*YOUR ASSIGNMENT:* Reproduce word for word the passage from the article on Marc Emery's release below, starting at "By Simon Doherty" and ending at "US via post.".

By Simon Doherty
July 10th 2014: Political Prisoner the ‘Prince of Pot’ released from US Custody
Today is an important day for cannabis activism around the globe. Marc Emery, political prisoner and highly influential cannabis activist, is due to be released from US custody, aged 56, after serving a five year sentence for sending cannabis seeds to the US via post.
He has always maintained that he started his extremely successful company, Marc Emery Direct Marijuana Seeds, in 1995 in order to fund political reform in relation to cannabis legalisation. Everything was going really well at first; Marc created the first cannabis publication in Canada and the US; Cannabis Culture magazine, he poured vast amounts of money and time into legalisation efforts and founded the Freedom Party of Ontario, the Marijuana Party of Canada and the BC Marijuana Party.
Of course if there is something that the draconian and totalitarian DEA do not like it is cannabis activists. Especially when these activists are quickly gathering momentum and support around the world. For this reason he was arrested on July 29th 2009 by the Vancouver Police Department acting on behalf of, and as a result of bullying and harassment from, the DEA.

*DATA FOR REVIEW:*
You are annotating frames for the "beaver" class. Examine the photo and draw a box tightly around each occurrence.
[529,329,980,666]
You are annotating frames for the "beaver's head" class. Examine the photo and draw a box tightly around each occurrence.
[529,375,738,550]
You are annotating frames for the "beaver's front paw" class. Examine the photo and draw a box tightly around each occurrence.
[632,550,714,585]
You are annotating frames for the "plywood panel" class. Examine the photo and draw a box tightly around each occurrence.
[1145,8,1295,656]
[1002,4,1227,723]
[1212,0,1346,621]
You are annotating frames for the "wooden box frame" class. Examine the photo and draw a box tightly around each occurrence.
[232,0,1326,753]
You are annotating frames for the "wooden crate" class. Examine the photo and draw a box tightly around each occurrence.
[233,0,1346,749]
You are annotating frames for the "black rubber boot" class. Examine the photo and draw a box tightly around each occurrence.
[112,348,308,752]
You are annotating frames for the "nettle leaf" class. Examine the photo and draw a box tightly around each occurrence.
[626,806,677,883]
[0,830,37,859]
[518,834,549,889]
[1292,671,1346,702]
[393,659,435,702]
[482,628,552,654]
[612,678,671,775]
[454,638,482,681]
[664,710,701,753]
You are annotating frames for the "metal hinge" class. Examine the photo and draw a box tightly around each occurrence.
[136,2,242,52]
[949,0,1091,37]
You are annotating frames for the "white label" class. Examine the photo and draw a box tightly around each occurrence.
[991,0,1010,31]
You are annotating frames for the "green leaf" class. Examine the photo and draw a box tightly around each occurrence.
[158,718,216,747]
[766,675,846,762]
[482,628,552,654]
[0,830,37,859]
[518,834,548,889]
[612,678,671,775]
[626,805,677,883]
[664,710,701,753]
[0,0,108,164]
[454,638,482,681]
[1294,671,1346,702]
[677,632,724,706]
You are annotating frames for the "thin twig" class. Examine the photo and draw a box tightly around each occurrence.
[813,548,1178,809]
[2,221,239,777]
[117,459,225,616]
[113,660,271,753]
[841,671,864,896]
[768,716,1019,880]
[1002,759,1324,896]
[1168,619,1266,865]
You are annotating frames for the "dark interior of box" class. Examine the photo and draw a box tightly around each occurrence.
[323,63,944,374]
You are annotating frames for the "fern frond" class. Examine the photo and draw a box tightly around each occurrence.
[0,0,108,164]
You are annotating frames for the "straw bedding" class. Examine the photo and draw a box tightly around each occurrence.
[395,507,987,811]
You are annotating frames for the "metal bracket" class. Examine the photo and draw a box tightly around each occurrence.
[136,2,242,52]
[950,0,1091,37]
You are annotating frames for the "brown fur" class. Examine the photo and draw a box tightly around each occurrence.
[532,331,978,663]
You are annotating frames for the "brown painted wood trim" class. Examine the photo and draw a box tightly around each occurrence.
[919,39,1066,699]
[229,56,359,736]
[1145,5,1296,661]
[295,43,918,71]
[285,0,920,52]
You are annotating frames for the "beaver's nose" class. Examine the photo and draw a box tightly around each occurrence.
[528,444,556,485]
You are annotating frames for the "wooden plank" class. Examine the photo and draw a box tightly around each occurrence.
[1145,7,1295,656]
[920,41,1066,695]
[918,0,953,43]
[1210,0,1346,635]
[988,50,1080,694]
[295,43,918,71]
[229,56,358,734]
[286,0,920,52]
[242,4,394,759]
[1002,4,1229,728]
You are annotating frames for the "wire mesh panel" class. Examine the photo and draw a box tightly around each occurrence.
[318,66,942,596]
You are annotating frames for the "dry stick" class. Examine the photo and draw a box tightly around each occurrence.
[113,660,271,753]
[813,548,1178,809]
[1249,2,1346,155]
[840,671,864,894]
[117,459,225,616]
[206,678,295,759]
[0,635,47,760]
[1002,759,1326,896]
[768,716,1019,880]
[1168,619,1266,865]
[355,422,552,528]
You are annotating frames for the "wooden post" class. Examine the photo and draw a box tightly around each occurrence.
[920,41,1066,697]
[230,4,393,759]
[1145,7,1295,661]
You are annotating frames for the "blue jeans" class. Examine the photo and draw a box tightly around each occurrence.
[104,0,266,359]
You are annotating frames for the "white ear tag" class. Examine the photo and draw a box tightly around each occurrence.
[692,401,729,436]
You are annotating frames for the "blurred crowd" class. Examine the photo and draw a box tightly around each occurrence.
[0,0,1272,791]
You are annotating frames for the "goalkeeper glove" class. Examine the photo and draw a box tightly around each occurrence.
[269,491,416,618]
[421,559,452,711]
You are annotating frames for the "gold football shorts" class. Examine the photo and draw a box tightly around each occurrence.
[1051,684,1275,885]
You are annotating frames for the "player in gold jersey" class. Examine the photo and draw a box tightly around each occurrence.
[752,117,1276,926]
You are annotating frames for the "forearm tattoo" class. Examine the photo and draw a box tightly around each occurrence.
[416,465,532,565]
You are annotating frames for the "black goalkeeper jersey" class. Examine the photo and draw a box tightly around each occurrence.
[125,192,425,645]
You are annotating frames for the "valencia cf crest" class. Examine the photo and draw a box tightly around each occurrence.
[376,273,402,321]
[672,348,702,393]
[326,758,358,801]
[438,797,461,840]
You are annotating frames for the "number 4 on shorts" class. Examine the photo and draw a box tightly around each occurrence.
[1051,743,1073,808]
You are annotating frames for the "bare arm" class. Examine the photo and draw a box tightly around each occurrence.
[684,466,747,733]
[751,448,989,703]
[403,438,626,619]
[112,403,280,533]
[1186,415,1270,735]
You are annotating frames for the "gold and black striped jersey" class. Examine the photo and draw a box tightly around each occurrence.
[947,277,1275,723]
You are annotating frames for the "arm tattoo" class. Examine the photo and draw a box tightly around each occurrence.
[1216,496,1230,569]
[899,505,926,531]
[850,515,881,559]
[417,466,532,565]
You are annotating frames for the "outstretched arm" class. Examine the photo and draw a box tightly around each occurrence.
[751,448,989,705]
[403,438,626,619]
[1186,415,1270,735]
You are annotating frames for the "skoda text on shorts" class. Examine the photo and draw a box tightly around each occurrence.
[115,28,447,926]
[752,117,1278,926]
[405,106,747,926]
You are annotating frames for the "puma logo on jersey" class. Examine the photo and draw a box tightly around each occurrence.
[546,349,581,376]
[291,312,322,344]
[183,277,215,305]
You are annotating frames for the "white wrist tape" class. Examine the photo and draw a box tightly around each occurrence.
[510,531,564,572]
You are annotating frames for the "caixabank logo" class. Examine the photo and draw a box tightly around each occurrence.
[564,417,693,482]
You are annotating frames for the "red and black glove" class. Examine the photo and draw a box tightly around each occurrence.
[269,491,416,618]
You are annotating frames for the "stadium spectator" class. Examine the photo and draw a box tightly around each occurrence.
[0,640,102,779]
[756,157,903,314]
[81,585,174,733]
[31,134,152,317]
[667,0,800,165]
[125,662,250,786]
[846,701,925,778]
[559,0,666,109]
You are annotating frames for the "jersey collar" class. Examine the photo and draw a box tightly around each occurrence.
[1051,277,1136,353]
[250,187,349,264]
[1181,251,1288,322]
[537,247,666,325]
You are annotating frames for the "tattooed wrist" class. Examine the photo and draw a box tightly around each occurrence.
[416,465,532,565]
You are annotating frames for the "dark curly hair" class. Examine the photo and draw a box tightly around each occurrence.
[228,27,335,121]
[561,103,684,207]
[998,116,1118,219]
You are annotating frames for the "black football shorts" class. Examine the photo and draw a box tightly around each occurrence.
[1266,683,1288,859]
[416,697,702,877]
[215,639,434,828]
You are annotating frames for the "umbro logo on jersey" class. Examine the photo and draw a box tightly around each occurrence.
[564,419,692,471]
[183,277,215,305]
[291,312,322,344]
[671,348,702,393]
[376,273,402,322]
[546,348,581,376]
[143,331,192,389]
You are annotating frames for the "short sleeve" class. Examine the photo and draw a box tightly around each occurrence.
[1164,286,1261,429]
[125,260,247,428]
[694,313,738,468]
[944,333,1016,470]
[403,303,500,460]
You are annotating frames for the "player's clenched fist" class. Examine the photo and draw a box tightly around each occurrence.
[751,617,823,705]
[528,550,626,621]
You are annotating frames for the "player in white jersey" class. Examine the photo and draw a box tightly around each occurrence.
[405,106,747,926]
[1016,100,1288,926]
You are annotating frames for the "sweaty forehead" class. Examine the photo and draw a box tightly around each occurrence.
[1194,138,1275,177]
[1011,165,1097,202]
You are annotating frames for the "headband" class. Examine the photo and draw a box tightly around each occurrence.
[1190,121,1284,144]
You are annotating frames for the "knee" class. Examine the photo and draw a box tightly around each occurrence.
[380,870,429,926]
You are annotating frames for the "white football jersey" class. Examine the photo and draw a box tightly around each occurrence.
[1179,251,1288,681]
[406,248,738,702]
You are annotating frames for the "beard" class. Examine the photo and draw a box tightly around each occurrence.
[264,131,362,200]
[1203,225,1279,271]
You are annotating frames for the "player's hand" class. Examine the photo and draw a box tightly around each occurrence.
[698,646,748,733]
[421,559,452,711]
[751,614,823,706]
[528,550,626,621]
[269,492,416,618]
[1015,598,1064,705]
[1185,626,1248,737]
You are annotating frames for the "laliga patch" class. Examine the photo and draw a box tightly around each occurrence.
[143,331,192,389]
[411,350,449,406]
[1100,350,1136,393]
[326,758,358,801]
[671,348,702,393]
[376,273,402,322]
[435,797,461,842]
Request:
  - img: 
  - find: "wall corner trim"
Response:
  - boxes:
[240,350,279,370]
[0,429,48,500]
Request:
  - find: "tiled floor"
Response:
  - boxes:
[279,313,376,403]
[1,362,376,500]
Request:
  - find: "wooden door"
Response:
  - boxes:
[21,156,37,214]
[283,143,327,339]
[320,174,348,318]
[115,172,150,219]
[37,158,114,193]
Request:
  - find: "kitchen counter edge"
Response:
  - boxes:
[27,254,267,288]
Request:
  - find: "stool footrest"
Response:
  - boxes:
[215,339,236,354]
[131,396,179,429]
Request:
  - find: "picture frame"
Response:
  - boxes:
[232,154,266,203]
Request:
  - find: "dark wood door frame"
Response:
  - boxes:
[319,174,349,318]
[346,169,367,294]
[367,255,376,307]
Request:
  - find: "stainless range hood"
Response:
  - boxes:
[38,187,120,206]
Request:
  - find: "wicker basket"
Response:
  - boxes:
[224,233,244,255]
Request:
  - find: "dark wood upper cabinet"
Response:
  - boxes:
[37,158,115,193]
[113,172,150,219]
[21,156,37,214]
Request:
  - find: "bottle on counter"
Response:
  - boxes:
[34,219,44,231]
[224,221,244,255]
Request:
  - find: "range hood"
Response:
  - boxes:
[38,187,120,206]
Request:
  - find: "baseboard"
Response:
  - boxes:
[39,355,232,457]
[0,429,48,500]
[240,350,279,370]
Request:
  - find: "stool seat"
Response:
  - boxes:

*OUTPUT FOR THIS EXERCISE:*
By Simon Doherty
July 10th 2014: Political Prisoner the ‘Prince of Pot’ released from US Custody
Today is an important day for cannabis activism around the globe. Marc Emery, political prisoner and highly influential cannabis activist, is due to be released from US custody, aged 56, after serving a five year sentence for sending cannabis seeds to the US via post.